◆ Aim of the task:
Reproduce the listing below with every occurrence of "one dot per instance" changed to "a single dot for each instance", keeping everything else the same.
[start Provided entries]
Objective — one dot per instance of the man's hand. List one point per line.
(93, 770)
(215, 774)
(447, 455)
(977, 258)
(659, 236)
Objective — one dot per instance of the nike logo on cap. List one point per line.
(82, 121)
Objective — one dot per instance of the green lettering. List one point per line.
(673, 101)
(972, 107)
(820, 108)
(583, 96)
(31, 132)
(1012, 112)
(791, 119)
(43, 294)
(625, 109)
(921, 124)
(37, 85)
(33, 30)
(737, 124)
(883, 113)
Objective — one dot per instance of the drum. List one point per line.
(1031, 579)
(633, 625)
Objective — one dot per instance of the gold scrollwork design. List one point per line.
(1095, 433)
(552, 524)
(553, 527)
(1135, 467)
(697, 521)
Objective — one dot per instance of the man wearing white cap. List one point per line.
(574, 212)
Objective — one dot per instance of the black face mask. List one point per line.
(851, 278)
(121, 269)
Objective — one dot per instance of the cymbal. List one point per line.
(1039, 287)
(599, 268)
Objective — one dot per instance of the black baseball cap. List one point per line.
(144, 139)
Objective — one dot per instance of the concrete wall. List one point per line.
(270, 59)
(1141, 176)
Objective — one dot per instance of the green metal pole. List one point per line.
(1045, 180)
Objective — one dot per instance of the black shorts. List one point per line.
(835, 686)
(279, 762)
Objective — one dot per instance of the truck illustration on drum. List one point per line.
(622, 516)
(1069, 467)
[end Provided entries]
◆ Task solution:
Objective — a single dot for each instance of the man's hand. List one point per line.
(93, 770)
(215, 774)
(447, 455)
(977, 258)
(659, 236)
Objective — a single dot for each instance of the nike logo on cap. List one point per line.
(82, 121)
Objective — a single dot for each instance of the green lettering. List one point per line.
(673, 101)
(972, 107)
(820, 108)
(583, 96)
(31, 132)
(1012, 112)
(791, 119)
(43, 294)
(625, 109)
(921, 124)
(37, 85)
(33, 30)
(737, 124)
(883, 113)
Objective — a single dot for each instance of the drum. List one point per line.
(1031, 579)
(633, 625)
Objective — a single dot for each instance of the gold scrollwork design. List one point per line.
(1095, 433)
(552, 524)
(553, 527)
(1135, 467)
(697, 521)
Objective — a single dot for each instance of the man wearing white cap. List one point per line.
(574, 212)
Objective — a single dot for each instance of the black face mask. List one point per line.
(851, 278)
(121, 269)
Objective — a single dot for each instance of the cymbal. List one point per line.
(1039, 287)
(599, 268)
Objective — a single dot for each instance of the black baseball cap. List one point per line.
(144, 139)
Objective — a single dot for each instance of the concrete wall. List one point per line.
(270, 59)
(1141, 176)
Objective — a single dot for each instance of the green metal pole. List one point per line.
(1045, 180)
Objective — a single dot for each instance of the black shorts. List one point per line.
(835, 686)
(279, 762)
Objective — a single dot for each instance of the truck illustration on drum. List one point per line.
(622, 516)
(1069, 467)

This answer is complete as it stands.